* Aim *
Rewrite the stretch of the article on non-alcoholic drinks from "A scant two" through "in her veins.", changing "mocktail" to "zero-proof cocktail".

* Text provided *
——
If you were a non-drinker going out in the blissfully ignorant early months of 2020, your beverage options might have been limited. The lack of suitable replacements for alcohol is so infamous that Diet Coke is the punchline of an entire sub-section of recovery memes, and even John Mulaney has a bit about the panicked reactions he gets from party hosts when they realize that he doesn’t drink.
A scant two years later, things look a lot different. Seedlip is a household name, most craft beer halls have at least one low-ABV option on tap, and the sober curious now have the dubious privilege of paying $13 a pop for a mocktail at one of NYC’s new dry bars (no, not the kind you get your hair done at).
But there’s one segment of the non-alcoholic beverage industry that has been slow to keep up, for a variety of reasons: the non-alcoholic wine industry. It’s a niche with a bad rap and a lot of promise, spearheaded by the folks over at Pierre Zéro, a classic French vineyard that adheres to all the traditions of the trade except one. Pierre Zéro, the zero-ABV brand of Pierre Chavin Estates, was founded eleven years ago by Mathilde Boulachin, the child of vignerons and a Champagne native with wine running in her veins.
After working in international business with a background in marketing and communications, Boulachin found herself naturally gravitating towards the wine industry. She went back to school, studying the wine business in Dijon, and decided that she was going to do what it took to set herself and her wine apart in the industry.
Boulachin discovered that international differences in the way wine is consumed (or not consumed) left a lot of room for innovation. Pregnant women, breastfeeding women, athletes, the health-conscious, people who don’t like wine, and people from cultures where wine drinking is less common, were all scrambling for an alternative to drinking that didn’t make them feel like the odd man out.
——
* Source data *

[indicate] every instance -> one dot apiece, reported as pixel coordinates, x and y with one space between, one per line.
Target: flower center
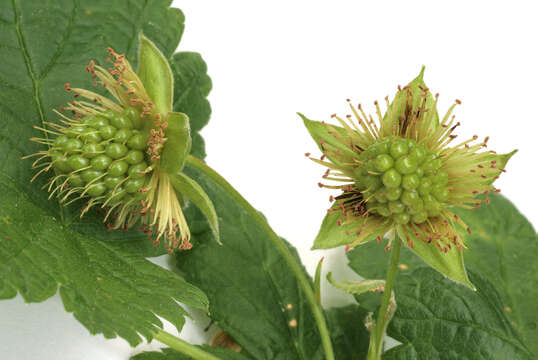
——
* Exercise output *
A scant two years later, things look a lot different. Seedlip is a household name, most craft beer halls have at least one low-ABV option on tap, and the sober curious now have the dubious privilege of paying $13 a pop for a zero-proof cocktail at one of NYC’s new dry bars (no, not the kind you get your hair done at).
But there’s one segment of the non-alcoholic beverage industry that has been slow to keep up, for a variety of reasons: the non-alcoholic wine industry. It’s a niche with a bad rap and a lot of promise, spearheaded by the folks over at Pierre Zéro, a classic French vineyard that adheres to all the traditions of the trade except one. Pierre Zéro, the zero-ABV brand of Pierre Chavin Estates, was founded eleven years ago by Mathilde Boulachin, the child of vignerons and a Champagne native with wine running in her veins.